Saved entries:
= Beginning of Section =
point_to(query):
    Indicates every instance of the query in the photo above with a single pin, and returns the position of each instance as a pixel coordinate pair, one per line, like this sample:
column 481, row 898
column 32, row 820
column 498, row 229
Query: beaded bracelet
= End of Section =
(WORK TO BE COMPLETED)
Every line above with the string "column" in it should be copied into the answer.

(ANSWER FOR THE TASK)
column 481, row 898
column 32, row 820
column 498, row 229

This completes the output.